(Data excerpts)
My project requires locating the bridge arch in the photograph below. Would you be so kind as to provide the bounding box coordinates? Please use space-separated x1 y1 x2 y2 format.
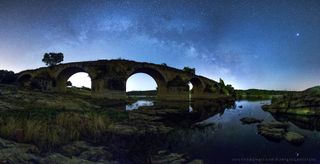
126 67 167 96
188 77 205 100
189 77 204 93
55 66 93 93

Work task>
Transcribe all of the records above exactly; no image should appear in what you write.

Task response>
My project requires locating the bridge arch in the photograph below. Would you be so kind as to provide the bounding box coordinates? Please use space-separated x1 y1 x2 y2 format.
126 67 167 96
188 77 205 100
189 77 204 93
55 66 93 93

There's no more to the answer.